Madame S... H... P... soutient que :

- à titre principal, les faits reprochés dans la lettre de licenciement sont prescrits,
- à titre subsidiaire, les griefs invoqués sont infondés,
- les fautes soulevées par l'employeur ne sont pas matériellement vérifiables,
- les attestations versées aux débats par l'association ne sont pas suffisantes,
- aucun passé disciplinaire ne peut lui être reproché,
- la gravité des faits reprochés n'est pas démontrée,
- son licenciement a été rendu dans des circonstances vexatoires,
- son employeur n'a souscrit à aucun régime de prévoyance.

Selon ses dernières conclusions notifiées par voie électronique le 20 décembre 2018, l'AGAFEJ demande à la cour de :

- déclarer mal fondé l'appel interjeté par Madame S... H... P... à l'encontre du jugement prononcé par le conseil de prud'hommes de Pointe-à-Pitre le 29 mai 2018,
En conséquence,
- confirmer le jugement entrepris en toutes ses dispositions,
- débouter Madame S... H... P... de l'ensemble de ses fins et réclamations,
- condamner Madame S... H... P... à lui payer la somme de 2 000 euros au titre de l'article 700 du code de procédure civile, ainsi qu'aux entiers dépens.

═══

_Consigne_
Poursuivez l'extrait de la décision d'appel sur le licenciement en reprenant juste après sa dernière phrase.

═══

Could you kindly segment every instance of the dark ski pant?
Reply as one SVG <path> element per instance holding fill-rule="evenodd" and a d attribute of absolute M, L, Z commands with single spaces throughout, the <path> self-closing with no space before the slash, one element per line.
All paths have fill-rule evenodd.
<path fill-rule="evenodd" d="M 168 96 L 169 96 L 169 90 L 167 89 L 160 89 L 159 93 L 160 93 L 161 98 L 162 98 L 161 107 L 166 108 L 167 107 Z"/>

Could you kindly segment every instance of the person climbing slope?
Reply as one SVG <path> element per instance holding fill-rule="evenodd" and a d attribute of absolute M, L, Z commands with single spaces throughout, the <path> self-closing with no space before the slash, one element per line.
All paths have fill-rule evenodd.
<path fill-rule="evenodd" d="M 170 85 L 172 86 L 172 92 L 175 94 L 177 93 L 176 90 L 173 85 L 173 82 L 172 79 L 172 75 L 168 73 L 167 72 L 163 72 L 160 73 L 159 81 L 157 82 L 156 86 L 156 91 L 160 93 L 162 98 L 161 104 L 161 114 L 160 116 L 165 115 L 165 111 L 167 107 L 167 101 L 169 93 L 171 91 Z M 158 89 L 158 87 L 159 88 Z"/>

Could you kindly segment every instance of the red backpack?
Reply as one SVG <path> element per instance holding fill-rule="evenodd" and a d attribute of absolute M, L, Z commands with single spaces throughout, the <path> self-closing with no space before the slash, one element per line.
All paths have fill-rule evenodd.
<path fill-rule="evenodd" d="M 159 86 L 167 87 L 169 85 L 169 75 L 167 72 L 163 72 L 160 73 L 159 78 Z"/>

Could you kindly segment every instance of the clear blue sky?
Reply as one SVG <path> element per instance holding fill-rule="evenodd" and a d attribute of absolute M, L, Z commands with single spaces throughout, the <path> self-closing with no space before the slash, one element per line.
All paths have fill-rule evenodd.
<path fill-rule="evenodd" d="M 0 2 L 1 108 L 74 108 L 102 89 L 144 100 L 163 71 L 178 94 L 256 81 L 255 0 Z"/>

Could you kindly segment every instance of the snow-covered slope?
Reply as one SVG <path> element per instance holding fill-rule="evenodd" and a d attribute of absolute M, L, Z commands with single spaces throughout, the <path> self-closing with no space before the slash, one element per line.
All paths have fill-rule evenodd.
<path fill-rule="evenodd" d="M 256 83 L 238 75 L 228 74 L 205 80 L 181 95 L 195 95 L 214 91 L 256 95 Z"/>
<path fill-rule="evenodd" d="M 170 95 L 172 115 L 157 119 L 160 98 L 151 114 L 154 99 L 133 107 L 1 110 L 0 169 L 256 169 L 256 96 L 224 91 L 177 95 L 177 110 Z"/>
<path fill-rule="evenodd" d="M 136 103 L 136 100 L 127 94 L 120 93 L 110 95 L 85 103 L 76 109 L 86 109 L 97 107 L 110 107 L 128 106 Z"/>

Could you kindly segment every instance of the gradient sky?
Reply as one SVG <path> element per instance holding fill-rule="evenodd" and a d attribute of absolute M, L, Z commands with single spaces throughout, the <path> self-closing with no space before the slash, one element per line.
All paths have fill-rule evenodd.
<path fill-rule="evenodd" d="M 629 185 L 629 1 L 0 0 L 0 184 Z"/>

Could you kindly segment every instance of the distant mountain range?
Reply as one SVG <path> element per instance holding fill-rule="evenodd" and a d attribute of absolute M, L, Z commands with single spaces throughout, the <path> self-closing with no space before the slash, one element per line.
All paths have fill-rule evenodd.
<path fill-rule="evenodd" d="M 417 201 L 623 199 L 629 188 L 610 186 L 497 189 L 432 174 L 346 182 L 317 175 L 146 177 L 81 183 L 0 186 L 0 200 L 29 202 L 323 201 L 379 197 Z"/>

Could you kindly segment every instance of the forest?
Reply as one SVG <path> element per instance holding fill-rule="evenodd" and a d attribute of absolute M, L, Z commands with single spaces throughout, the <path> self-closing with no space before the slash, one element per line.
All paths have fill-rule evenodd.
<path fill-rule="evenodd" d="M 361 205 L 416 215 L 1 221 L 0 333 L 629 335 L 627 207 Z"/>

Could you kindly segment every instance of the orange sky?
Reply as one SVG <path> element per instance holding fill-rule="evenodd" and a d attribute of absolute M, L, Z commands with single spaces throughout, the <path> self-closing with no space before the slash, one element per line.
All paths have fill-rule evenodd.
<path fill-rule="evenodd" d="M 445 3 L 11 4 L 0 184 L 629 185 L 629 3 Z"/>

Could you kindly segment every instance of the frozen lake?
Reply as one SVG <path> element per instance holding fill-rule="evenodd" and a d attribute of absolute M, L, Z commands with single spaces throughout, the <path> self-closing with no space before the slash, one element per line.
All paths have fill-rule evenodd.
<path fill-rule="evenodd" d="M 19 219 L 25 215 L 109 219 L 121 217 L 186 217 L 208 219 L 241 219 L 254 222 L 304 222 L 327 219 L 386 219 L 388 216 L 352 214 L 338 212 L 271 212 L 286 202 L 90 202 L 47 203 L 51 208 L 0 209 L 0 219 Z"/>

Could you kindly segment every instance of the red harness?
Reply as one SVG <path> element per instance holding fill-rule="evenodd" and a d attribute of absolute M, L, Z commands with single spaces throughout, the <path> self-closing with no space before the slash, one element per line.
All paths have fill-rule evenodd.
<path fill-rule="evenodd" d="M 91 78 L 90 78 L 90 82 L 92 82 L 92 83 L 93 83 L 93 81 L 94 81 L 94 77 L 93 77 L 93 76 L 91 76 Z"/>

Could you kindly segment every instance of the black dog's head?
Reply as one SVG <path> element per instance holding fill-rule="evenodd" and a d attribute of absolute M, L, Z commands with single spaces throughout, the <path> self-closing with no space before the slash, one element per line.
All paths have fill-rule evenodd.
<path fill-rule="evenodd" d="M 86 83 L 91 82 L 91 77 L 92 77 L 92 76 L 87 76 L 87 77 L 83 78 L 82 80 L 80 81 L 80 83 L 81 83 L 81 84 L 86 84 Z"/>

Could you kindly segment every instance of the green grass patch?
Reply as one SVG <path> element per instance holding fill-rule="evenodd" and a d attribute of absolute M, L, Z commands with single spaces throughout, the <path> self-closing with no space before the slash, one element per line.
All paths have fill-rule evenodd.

═══

_Réponse_
L'AGAFEJ expose que :

- Madame S... H... P... est mal fondée à invoquer la prescription des faits fautifs dans la mesure où l'association a eu connaissance tardivement des griefs à l'appui de son licenciement,
- les faits retenus pour fonder le licenciement pour faute grave sont justifiés,
- l'ensemble du personnel de l'établissement s'est plaint du comportement et de l'attitude de Madame S... H... P...,
- la salariée n'a pas agit dans l'intérêt de l'association, a outrepassé ses attributions, et a pratiqué un management autoritaire,
- l'EHPAD en tant qu'entreprise nouvellement créée disposait d'un délai d'un an pour souscrire à un régime de prévoyance.

MOTIFS

Sur le licenciement

En ce qui concerne la prescription des faits reprochés

Aux termes de l'article L1332-4 du code du travail, aucun fait fautif ne peut donner lieu à lui seul à l'engagement de poursuites disciplinaires au-delà d'un délai de deux mois à compter du jour où l'employeur en a eu connaissance.

Dès lors que les faits sanctionnés avaient été commis plus de deux mois avant l'engagement des poursuites disciplinaires, il appartient à l'employeur d'apporter la preuve qu'il n'en a eu connaissance que dans les deux mois ayant précédé l'engagement de ses poursuites.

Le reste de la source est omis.